### Problem to work on:
Convert the entries below into a Markdown table with two columns, Row and Line. Number each line in sequence and omit any blank lines.

[Data items]
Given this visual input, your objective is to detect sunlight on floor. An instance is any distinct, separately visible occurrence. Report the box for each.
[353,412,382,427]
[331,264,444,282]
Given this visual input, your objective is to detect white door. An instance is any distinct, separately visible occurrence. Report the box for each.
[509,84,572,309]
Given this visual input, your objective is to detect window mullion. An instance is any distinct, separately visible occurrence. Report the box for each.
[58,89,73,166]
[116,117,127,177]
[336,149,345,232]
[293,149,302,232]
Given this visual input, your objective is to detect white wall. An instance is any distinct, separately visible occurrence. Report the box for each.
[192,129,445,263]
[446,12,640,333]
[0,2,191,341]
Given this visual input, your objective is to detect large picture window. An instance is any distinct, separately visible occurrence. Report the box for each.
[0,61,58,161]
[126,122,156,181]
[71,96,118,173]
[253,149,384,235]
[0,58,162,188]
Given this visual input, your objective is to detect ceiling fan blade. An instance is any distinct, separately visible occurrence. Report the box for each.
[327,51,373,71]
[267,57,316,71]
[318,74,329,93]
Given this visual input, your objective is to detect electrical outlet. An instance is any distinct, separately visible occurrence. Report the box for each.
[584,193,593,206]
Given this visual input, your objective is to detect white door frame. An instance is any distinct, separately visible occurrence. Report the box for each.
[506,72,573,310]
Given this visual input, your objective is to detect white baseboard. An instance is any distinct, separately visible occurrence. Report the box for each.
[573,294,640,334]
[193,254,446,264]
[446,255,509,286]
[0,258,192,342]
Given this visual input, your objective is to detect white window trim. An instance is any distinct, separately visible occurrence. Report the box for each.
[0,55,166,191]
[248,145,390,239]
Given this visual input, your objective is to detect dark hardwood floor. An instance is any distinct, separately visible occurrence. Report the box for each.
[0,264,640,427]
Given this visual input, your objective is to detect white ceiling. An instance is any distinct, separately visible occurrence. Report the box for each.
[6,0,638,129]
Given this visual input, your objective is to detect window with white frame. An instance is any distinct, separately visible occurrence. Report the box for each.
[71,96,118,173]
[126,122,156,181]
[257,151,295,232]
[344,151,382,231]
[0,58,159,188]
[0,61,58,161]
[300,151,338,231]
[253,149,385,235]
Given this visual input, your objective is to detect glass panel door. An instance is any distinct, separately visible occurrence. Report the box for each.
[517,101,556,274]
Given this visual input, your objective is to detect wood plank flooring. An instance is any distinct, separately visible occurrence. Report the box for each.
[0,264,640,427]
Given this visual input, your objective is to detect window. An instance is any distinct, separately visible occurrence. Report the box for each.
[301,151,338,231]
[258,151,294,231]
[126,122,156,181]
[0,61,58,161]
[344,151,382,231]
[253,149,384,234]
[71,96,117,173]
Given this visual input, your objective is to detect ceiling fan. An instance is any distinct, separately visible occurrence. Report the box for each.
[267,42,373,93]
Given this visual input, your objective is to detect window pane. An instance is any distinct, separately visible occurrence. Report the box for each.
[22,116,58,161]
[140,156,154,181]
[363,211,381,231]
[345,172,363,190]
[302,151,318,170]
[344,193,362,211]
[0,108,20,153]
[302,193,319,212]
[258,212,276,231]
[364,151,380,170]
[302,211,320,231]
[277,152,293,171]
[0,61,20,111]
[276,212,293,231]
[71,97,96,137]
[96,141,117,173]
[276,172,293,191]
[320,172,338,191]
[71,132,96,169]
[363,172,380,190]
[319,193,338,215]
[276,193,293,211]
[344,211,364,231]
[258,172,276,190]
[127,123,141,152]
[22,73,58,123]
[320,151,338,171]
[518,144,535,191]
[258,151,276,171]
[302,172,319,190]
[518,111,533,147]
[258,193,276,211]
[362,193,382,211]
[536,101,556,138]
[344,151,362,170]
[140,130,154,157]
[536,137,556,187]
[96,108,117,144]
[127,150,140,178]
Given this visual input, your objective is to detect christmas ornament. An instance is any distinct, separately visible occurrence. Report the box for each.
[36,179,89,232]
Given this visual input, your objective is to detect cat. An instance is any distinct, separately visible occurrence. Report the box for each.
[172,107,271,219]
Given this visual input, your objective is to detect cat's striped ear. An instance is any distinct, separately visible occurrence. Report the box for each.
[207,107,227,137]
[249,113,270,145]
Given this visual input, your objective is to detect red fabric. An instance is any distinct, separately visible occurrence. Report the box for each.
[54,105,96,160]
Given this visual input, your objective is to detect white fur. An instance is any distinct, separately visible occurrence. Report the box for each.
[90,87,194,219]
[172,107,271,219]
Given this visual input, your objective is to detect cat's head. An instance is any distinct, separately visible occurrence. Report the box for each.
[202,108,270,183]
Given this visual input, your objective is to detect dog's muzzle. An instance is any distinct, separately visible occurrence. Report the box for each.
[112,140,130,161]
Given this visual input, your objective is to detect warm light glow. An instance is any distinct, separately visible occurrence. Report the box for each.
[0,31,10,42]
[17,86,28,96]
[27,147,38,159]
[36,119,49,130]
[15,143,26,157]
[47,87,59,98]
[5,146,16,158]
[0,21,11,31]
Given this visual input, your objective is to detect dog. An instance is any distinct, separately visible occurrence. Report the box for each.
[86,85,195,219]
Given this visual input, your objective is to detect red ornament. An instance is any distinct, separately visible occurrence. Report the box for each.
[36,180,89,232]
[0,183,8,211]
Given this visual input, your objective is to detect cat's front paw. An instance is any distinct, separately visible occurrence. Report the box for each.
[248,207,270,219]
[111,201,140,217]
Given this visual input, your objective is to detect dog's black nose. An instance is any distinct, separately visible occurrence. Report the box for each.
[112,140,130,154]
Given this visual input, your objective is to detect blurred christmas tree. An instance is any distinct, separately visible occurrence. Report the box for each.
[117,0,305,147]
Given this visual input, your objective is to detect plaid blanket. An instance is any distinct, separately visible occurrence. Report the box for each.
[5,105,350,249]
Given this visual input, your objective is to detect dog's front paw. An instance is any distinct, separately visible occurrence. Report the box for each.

### Task solution:
| Row | Line |
|---|---|
| 1 | Given this visual input, your objective is to detect sunlight on floor. An instance is any distinct, separately visible occurrence. Report the box for each. |
| 2 | [353,412,382,427] |
| 3 | [331,264,444,282] |
| 4 | Given this visual input, your objective is to detect white door. An instance is any distinct, separately visible occurrence. Report the box for each. |
| 5 | [509,84,572,309] |
| 6 | Given this visual input, your objective is to detect window mullion. An instance is any distinct, separately visible occurrence. Report the box for each. |
| 7 | [58,89,73,166] |
| 8 | [116,117,127,177] |
| 9 | [336,149,345,232] |
| 10 | [293,149,302,232] |
| 11 | Given this visual input, your objective is to detect white wall. An instance is any distinct, separately visible occurrence. Report the box for each. |
| 12 | [192,129,445,263] |
| 13 | [446,12,640,333] |
| 14 | [0,2,191,341] |
| 15 | Given this visual input, your objective is to detect large picture window. An instance is any distinct, separately visible occurrence. Report the box for each. |
| 16 | [0,61,58,161] |
| 17 | [126,122,156,181] |
| 18 | [71,96,118,173] |
| 19 | [253,149,384,235] |
| 20 | [0,58,162,188] |
| 21 | Given this visual input, your objective is to detect ceiling fan blade. An instance is any distinct, separately visible occurrence. Report the box for each. |
| 22 | [327,51,373,71] |
| 23 | [267,57,316,71] |
| 24 | [318,74,329,93] |
| 25 | Given this visual input, your objective is to detect electrical outlet. An instance is any distinct, separately visible occurrence. Report the box for each. |
| 26 | [584,193,593,206] |
| 27 | Given this visual input, your objective is to detect white door frame. An instance is any distinct, separately visible occurrence. Report the box for each. |
| 28 | [506,72,573,310] |
| 29 | Given this visual input, your objective is to detect white baseboard. An instance is any distinct, separately visible occurrence. Report the box for each. |
| 30 | [573,294,640,334] |
| 31 | [193,254,446,264] |
| 32 | [446,255,509,286] |
| 33 | [0,258,192,342] |
| 34 | Given this visual input, your objective is to detect white window trim. An instance is any distinct, separately visible occurrence. Report the box for each. |
| 35 | [0,55,166,191] |
| 36 | [248,145,390,239] |
| 37 | Given this visual input, your objective is to detect dark hardwood floor. An instance is any distinct, separately visible occurrence. Report the box for each. |
| 38 | [0,264,640,427] |
| 39 | Given this visual input, your objective is to detect white ceiling. An instance is any distinct, separately visible occurrence. Report the box for each. |
| 40 | [6,0,638,129] |
| 41 | Given this visual input, your objective is to detect window with white frame. An instance is any distinct, separately visible occurrence. Report the box for each. |
| 42 | [71,96,118,173] |
| 43 | [126,122,156,181] |
| 44 | [257,151,295,232] |
| 45 | [344,151,382,231] |
| 46 | [0,58,159,188] |
| 47 | [0,61,58,161] |
| 48 | [300,151,338,231] |
| 49 | [253,149,385,235] |
| 50 | Given this visual input, your objective is to detect glass panel door. An instance is any distinct, separately visible occurrence. Report the box for each. |
| 51 | [517,101,556,274] |
| 52 | Given this visual input, your objective is to detect wood plank flooring. An instance is any distinct, separately visible occurrence. Report the box for each. |
| 53 | [0,264,640,427] |
| 54 | Given this visual input, your objective is to detect window. An instance is any distinct, separately visible occurrence. Report the box for each. |
| 55 | [301,151,338,231] |
| 56 | [258,151,294,231] |
| 57 | [126,122,156,181] |
| 58 | [0,61,58,161] |
| 59 | [344,151,382,231] |
| 60 | [253,149,384,234] |
| 61 | [71,96,117,173] |
| 62 | Given this visual input, your objective is to detect ceiling fan. An instance is any distinct, separately visible occurrence. Report the box for each. |
| 63 | [267,42,373,93] |
| 64 | Given this visual input, your objective is to detect window pane. An instance is any distinct, separately visible occurrence. Report the box for each. |
| 65 | [22,116,58,161] |
| 66 | [140,156,154,181] |
| 67 | [363,211,381,231] |
| 68 | [345,172,363,190] |
| 69 | [302,151,318,170] |
| 70 | [344,193,362,211] |
| 71 | [0,108,20,153] |
| 72 | [302,193,319,212] |
| 73 | [258,212,276,231] |
| 74 | [364,151,380,170] |
| 75 | [302,211,320,231] |
| 76 | [277,152,293,171] |
| 77 | [0,61,20,111] |
| 78 | [276,212,293,231] |
| 79 | [71,97,96,137] |
| 80 | [96,141,117,173] |
| 81 | [276,172,293,191] |
| 82 | [320,172,338,191] |
| 83 | [71,132,96,169] |
| 84 | [363,172,380,190] |
| 85 | [319,193,338,215] |
| 86 | [276,193,293,211] |
| 87 | [344,211,364,231] |
| 88 | [258,172,276,190] |
| 89 | [127,123,141,152] |
| 90 | [22,73,58,123] |
| 91 | [320,151,338,171] |
| 92 | [518,144,535,191] |
| 93 | [258,151,276,171] |
| 94 | [302,172,319,190] |
| 95 | [518,111,533,147] |
| 96 | [258,193,276,211] |
| 97 | [362,193,382,211] |
| 98 | [536,101,556,138] |
| 99 | [344,151,362,170] |
| 100 | [140,130,154,157] |
| 101 | [536,137,556,187] |
| 102 | [96,108,117,144] |
| 103 | [127,150,140,178] |
| 104 | Given this visual input, your objective is to detect christmas ornament. An instance is any distinct, separately visible occurrence. Report the box for each. |
| 105 | [36,179,89,232] |
| 106 | Given this visual input, your objective is to detect cat. An instance is any distinct, separately visible occurrence. Report the box for each. |
| 107 | [172,107,271,219] |
| 108 | Given this visual input, your objective is to detect cat's striped ear. An instance is any distinct, separately visible occurrence. Report the box for each. |
| 109 | [207,107,227,137] |
| 110 | [249,113,270,145] |
| 111 | Given this visual input, your objective is to detect red fabric. An instance is any distinct, separately visible occurrence. Report the box for each. |
| 112 | [54,105,96,160] |
| 113 | Given this visual input, your objective is to detect white fur. An instance is any distinct, separately visible occurrence. Report the box for each. |
| 114 | [90,87,194,219] |
| 115 | [172,107,271,219] |
| 116 | Given this visual input, your objective is to detect cat's head. An instance is any distinct, separately visible occurrence. Report the box for each. |
| 117 | [202,108,270,183] |
| 118 | Given this visual input, your objective is to detect dog's muzzle. An instance is any distinct, separately visible occurrence. Report the box for each. |
| 119 | [112,140,130,161] |
| 120 | Given this visual input, your objective is to detect warm light glow. An instance is any distinct, separately visible occurrence. Report the box for each. |
| 121 | [0,31,10,42] |
| 122 | [17,86,28,96] |
| 123 | [27,147,38,159] |
| 124 | [36,119,49,130] |
| 125 | [15,143,26,157] |
| 126 | [47,87,59,98] |
| 127 | [5,146,16,158] |
| 128 | [0,21,11,31] |
| 129 | Given this visual input, your objective is to detect dog. An instance is any distinct, separately visible occurrence. Report the box for each. |
| 130 | [86,85,195,219] |
| 131 | Given this visual input, your objective is to detect red ornament. An instance is any distinct, separately visible occurrence. Report the box for each. |
| 132 | [36,180,89,232] |
| 133 | [0,183,8,211] |
| 134 | Given this visual input, your objective is to detect cat's front paw. An instance is any distinct, separately visible occurrence. Report the box for each. |
| 135 | [248,207,270,219] |
| 136 | [111,201,140,217] |
| 137 | Given this visual input, your objective is to detect dog's black nose. An instance is any distinct, separately visible occurrence. Report the box for each. |
| 138 | [112,140,130,154] |
| 139 | Given this visual input, your objective is to detect blurred christmas tree. An instance is any distinct, separately visible occurrence. Report the box for each. |
| 140 | [117,0,305,147] |
| 141 | Given this visual input, your objective is to detect plaid blanket. An instance is any distinct, separately visible occurrence. Report the box for each. |
| 142 | [5,105,350,249] |
| 143 | Given this visual input, your objective is to detect dog's front paw. An instance is any distinct, separately visible occurrence. Report the box for each. |